Print each of the entries below verbatim, keeping every line and character unchanged.

━━━ Entries ━━━

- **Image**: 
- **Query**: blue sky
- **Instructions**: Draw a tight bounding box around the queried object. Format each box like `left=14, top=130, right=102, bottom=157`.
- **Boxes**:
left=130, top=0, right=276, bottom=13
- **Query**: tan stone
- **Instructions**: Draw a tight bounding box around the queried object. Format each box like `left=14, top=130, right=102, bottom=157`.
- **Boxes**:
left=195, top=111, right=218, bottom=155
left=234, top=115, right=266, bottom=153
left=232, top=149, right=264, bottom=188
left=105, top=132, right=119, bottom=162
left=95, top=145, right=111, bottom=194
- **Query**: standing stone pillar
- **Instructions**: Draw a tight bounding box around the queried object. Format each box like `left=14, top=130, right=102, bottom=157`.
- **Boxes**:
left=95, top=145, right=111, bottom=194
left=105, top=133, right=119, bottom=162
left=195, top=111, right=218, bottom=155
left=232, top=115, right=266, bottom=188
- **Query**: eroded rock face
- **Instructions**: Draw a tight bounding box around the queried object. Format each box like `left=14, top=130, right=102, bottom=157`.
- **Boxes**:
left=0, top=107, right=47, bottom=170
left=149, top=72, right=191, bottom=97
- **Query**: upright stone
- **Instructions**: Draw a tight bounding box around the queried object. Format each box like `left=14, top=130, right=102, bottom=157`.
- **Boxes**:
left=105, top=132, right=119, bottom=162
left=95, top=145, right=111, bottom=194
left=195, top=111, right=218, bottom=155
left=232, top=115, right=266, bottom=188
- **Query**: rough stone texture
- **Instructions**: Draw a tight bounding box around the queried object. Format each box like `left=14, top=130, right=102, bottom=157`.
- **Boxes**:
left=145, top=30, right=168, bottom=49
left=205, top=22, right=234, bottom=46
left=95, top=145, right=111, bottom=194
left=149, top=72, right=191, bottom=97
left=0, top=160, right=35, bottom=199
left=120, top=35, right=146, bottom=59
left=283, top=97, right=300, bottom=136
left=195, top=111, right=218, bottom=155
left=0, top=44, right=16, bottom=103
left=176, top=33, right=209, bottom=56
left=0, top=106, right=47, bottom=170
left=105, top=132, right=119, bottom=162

━━━

## Response
- **Image**: 
- **Query**: blue sky
- **Instructions**: Draw a tight bounding box around the queried object. Format each box like `left=14, top=130, right=102, bottom=157`.
- **Boxes**:
left=130, top=0, right=276, bottom=13
- **Query**: tan stone
- **Instructions**: Draw a tight bounding box around the queried object. Format each box like `left=14, top=130, right=102, bottom=157`.
- **Boxes**:
left=195, top=111, right=218, bottom=155
left=234, top=115, right=266, bottom=153
left=232, top=149, right=264, bottom=188
left=105, top=132, right=119, bottom=162
left=95, top=145, right=111, bottom=194
- **Query**: standing stone pillar
- **Instructions**: Draw a tight bounding box around the queried object. Format each box like `left=14, top=130, right=102, bottom=157`.
- **Boxes**:
left=95, top=145, right=111, bottom=194
left=105, top=133, right=119, bottom=162
left=195, top=111, right=218, bottom=155
left=232, top=115, right=266, bottom=188
- **Query**: eroded rock face
- **Instructions**: Draw a tight bounding box around the queried object. Format each box like `left=14, top=130, right=102, bottom=157`.
- **Boxes**:
left=0, top=107, right=47, bottom=170
left=149, top=72, right=191, bottom=97
- **Query**: upright stone
- **Instructions**: Draw a tight bounding box around the queried object. Format each box like `left=14, top=130, right=102, bottom=157`.
- **Boxes**:
left=105, top=132, right=119, bottom=162
left=95, top=145, right=111, bottom=194
left=195, top=111, right=218, bottom=155
left=232, top=115, right=266, bottom=188
- **Query**: rough stone texture
- **Instructions**: Draw a tight bounding box around the queried object. Format each box like `left=14, top=130, right=102, bottom=157`.
- **Boxes**:
left=145, top=30, right=168, bottom=49
left=205, top=22, right=234, bottom=46
left=95, top=145, right=111, bottom=194
left=149, top=72, right=191, bottom=97
left=0, top=160, right=35, bottom=199
left=120, top=35, right=146, bottom=59
left=283, top=97, right=300, bottom=136
left=195, top=111, right=218, bottom=155
left=0, top=44, right=16, bottom=103
left=176, top=33, right=209, bottom=56
left=0, top=106, right=47, bottom=170
left=105, top=132, right=119, bottom=162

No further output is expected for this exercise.